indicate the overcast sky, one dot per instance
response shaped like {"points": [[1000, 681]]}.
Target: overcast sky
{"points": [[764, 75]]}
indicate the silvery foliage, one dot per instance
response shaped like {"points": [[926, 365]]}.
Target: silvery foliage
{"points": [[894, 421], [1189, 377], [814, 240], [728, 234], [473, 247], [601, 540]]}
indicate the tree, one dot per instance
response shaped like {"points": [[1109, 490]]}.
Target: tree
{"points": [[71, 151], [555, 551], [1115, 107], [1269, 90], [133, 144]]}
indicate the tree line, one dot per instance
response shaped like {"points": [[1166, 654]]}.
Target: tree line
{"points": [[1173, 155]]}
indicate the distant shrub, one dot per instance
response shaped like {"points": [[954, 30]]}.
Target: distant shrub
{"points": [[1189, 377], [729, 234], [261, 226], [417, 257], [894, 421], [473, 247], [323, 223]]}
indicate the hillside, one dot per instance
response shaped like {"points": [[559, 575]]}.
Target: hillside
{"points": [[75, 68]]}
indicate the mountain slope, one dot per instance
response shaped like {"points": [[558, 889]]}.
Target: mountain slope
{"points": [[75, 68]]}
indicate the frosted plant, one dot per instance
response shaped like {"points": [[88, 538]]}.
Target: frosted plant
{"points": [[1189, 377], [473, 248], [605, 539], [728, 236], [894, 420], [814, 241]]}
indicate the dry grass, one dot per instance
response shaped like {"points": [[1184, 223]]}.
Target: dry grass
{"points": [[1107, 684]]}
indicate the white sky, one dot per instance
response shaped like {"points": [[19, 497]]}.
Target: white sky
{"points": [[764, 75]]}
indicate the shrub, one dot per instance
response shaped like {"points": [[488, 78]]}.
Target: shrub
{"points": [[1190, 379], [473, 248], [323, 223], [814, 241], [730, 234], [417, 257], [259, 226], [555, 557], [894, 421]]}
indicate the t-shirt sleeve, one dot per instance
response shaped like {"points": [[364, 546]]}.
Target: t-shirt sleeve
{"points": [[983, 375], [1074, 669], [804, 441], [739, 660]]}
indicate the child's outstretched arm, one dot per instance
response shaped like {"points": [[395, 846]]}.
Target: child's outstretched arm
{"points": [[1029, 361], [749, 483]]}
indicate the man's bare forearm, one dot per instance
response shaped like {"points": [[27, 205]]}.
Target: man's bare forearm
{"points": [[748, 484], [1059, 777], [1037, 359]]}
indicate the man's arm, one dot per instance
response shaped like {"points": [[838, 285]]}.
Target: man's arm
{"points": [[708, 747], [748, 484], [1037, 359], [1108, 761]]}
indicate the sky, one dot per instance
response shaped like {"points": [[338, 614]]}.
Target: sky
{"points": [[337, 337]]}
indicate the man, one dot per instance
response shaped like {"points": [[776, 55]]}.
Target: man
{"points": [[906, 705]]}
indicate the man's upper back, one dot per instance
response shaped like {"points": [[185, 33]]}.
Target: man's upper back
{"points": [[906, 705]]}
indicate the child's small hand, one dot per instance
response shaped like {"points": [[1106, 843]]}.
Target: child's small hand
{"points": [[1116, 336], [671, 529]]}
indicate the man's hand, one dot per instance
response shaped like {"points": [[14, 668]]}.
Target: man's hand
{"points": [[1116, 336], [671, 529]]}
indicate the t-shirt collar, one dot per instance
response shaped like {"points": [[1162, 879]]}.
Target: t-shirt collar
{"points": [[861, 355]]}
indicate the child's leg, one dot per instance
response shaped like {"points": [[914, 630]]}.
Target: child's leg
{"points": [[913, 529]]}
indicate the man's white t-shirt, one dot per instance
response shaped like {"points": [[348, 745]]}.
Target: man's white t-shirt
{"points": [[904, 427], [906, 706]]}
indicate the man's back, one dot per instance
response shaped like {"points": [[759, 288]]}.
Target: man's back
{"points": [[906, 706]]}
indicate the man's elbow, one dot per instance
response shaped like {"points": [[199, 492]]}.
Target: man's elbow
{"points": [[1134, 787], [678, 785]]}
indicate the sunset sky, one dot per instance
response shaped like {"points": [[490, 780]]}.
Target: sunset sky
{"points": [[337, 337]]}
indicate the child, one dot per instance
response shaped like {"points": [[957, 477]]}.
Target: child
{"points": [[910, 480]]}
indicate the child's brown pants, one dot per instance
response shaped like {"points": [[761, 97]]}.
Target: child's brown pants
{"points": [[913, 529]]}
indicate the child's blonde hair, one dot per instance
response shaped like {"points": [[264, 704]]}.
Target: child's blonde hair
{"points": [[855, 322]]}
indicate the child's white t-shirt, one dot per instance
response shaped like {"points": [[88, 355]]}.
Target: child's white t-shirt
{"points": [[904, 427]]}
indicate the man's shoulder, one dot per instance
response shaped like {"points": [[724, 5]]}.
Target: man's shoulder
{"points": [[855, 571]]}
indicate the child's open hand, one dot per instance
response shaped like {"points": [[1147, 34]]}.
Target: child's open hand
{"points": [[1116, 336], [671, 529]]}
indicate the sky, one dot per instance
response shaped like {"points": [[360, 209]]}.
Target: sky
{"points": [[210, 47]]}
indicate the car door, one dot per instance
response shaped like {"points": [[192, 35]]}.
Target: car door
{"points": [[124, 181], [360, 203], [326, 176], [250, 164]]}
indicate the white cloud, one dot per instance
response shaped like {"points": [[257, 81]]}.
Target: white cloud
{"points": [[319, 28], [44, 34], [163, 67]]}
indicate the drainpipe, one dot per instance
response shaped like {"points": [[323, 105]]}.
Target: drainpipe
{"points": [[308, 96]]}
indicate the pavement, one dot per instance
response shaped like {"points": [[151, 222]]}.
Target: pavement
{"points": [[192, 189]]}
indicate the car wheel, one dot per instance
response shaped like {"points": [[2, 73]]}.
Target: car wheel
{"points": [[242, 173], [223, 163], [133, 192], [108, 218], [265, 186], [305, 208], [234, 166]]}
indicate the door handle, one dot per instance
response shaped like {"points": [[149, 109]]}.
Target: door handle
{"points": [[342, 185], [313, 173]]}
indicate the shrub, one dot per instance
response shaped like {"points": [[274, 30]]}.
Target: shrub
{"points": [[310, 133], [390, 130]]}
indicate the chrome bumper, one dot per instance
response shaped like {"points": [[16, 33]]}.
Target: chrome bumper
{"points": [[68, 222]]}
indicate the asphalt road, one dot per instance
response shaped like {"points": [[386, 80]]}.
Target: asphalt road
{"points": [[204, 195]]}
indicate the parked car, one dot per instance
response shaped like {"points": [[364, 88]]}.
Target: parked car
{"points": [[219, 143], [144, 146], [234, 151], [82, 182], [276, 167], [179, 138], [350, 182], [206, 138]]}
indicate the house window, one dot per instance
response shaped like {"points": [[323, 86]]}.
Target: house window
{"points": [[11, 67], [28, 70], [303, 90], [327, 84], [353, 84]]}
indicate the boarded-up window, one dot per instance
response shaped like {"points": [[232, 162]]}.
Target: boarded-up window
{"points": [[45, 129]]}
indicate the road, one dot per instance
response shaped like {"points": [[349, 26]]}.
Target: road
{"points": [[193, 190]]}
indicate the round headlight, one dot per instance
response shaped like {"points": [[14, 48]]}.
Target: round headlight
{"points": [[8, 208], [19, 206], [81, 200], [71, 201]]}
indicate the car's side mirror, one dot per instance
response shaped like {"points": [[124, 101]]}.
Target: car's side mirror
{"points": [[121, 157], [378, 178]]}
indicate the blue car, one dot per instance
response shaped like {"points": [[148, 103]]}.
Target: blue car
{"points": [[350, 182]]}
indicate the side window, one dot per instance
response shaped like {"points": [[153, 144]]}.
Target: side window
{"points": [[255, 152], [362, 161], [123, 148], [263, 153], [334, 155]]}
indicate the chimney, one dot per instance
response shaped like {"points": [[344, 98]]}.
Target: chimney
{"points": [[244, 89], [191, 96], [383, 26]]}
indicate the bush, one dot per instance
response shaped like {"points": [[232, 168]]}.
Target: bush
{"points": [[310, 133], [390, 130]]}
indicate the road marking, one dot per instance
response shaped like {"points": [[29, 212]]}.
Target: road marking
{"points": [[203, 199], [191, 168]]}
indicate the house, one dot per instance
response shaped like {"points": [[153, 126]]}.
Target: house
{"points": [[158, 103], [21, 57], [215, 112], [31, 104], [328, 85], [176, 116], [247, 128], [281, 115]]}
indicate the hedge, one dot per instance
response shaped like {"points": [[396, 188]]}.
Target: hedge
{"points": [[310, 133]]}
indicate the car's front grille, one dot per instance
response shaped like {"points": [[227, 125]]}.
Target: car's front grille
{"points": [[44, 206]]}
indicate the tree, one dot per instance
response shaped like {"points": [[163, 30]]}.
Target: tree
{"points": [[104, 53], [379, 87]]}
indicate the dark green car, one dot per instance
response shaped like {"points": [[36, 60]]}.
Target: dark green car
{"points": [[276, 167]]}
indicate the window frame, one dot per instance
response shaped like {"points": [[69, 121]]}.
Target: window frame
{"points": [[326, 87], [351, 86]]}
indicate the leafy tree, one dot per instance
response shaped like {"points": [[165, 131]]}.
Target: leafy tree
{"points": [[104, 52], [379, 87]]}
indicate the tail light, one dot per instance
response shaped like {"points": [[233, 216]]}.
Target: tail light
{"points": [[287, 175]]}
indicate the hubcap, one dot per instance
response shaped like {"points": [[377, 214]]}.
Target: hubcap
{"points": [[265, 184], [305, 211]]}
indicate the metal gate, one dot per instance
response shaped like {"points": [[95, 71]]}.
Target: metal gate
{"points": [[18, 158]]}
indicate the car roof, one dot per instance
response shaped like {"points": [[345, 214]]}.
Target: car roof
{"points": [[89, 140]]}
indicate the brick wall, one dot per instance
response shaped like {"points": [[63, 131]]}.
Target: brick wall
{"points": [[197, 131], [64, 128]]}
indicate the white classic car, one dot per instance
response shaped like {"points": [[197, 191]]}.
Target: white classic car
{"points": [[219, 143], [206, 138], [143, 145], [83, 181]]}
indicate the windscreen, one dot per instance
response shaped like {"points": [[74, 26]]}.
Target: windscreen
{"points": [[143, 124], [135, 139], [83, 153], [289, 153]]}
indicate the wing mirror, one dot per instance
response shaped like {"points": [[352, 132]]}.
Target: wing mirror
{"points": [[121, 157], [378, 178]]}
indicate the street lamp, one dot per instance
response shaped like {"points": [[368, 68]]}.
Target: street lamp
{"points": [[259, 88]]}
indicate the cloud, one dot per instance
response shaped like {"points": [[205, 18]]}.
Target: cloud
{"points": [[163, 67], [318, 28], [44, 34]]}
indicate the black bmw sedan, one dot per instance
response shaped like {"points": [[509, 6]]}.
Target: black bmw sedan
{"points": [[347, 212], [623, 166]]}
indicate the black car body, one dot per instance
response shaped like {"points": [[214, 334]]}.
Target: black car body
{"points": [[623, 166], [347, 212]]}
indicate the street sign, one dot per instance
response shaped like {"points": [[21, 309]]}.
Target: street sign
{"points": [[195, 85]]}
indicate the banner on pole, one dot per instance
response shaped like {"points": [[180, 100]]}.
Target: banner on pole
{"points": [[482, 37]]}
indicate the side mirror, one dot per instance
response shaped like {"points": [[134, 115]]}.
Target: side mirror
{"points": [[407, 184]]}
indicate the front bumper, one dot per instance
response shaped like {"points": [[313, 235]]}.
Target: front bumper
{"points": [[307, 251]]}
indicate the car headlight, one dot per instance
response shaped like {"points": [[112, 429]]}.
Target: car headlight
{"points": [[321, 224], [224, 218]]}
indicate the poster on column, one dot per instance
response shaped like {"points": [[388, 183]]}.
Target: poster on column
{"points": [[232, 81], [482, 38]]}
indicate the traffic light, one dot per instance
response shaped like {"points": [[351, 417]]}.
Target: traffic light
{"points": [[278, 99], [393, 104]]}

What needs to be done —
Begin with the line containing "indicate the cloud, one dot per instance" and repeat each line exactly until the records above end.

Exercise answer —
indicate the cloud, one dot per instance
response shaped like {"points": [[205, 18]]}.
Target: cloud
{"points": [[163, 67], [318, 28], [44, 34]]}
indicate the black bmw sedan, one dot per instance
response shaped like {"points": [[509, 6]]}.
Target: black bmw sedan
{"points": [[347, 212], [623, 166]]}
indicate the black car body, one dot per instance
response shaped like {"points": [[214, 334]]}.
Target: black car body
{"points": [[623, 166], [347, 212]]}
indicate the street sign, one dot per instance
response shaped like {"points": [[21, 309]]}.
Target: street sign
{"points": [[195, 85]]}
indicate the banner on pole, one dot per instance
response shaped like {"points": [[180, 100]]}.
Target: banner on pole
{"points": [[482, 37]]}
indicate the side mirror, one dot per instance
response shaped like {"points": [[134, 115]]}.
Target: side mirror
{"points": [[407, 184]]}
indicate the front bumper, one dot per instance
response shaped like {"points": [[313, 235]]}.
Target: front bumper
{"points": [[307, 251]]}
indicate the car headlight, one dot per instance
response shaped like {"points": [[112, 429]]}.
Target: car headlight
{"points": [[321, 224], [224, 218]]}
indicate the poster on column, one dot per instance
response shaped like {"points": [[388, 183]]}.
Target: poster on column
{"points": [[232, 81], [482, 38]]}
indicate the traffic light, one dot per instance
response shaped like {"points": [[351, 417]]}.
Target: traffic light
{"points": [[278, 99], [393, 104]]}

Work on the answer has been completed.